### Stored rows:
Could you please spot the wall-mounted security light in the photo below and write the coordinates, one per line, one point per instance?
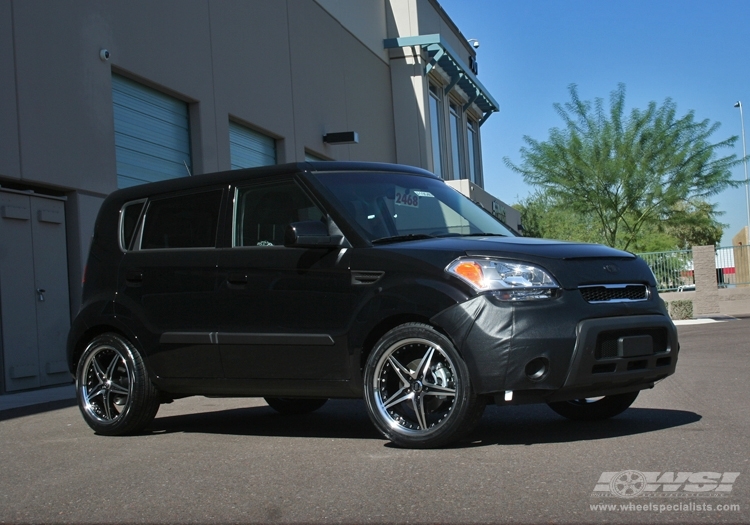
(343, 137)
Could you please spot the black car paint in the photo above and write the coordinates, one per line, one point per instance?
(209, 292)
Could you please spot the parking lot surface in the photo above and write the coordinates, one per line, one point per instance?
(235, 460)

...

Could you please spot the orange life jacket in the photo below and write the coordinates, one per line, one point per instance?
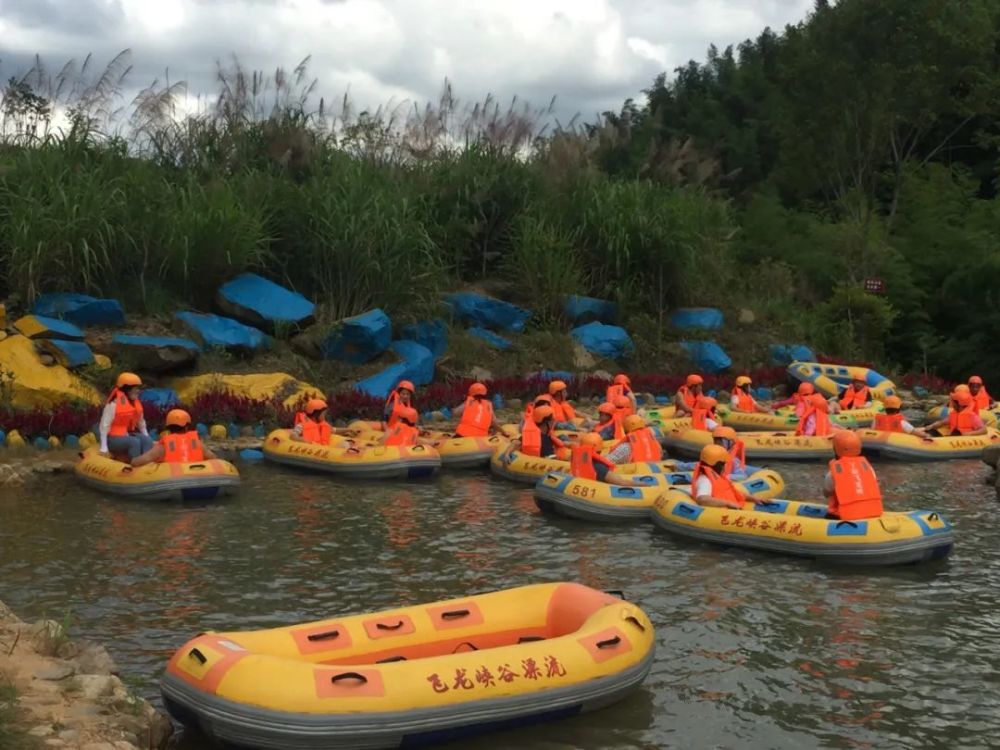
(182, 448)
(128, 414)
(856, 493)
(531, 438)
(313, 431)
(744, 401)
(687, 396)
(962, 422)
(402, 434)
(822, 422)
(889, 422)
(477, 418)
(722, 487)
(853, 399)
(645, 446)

---

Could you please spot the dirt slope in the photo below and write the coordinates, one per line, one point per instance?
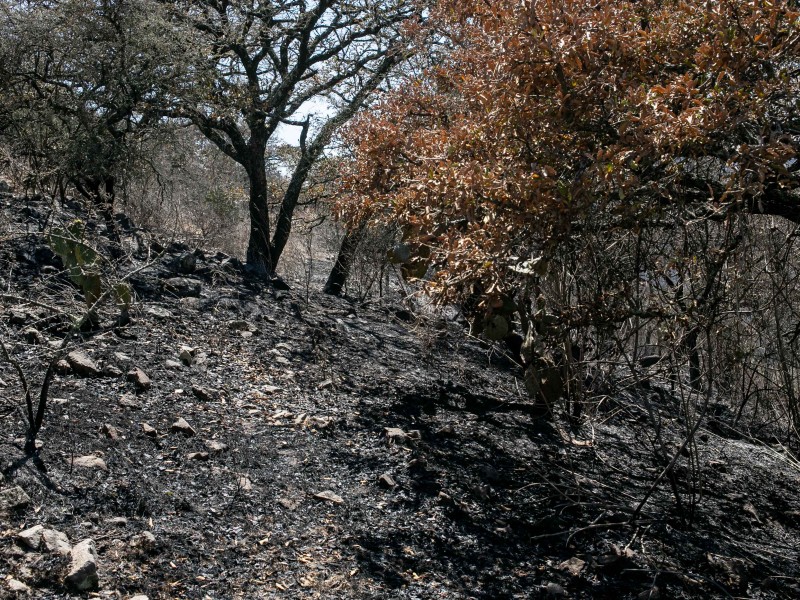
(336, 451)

### What is expected:
Please count the lines above that contain the string "coordinates" with matching case, and reply with only that number.

### Task output:
5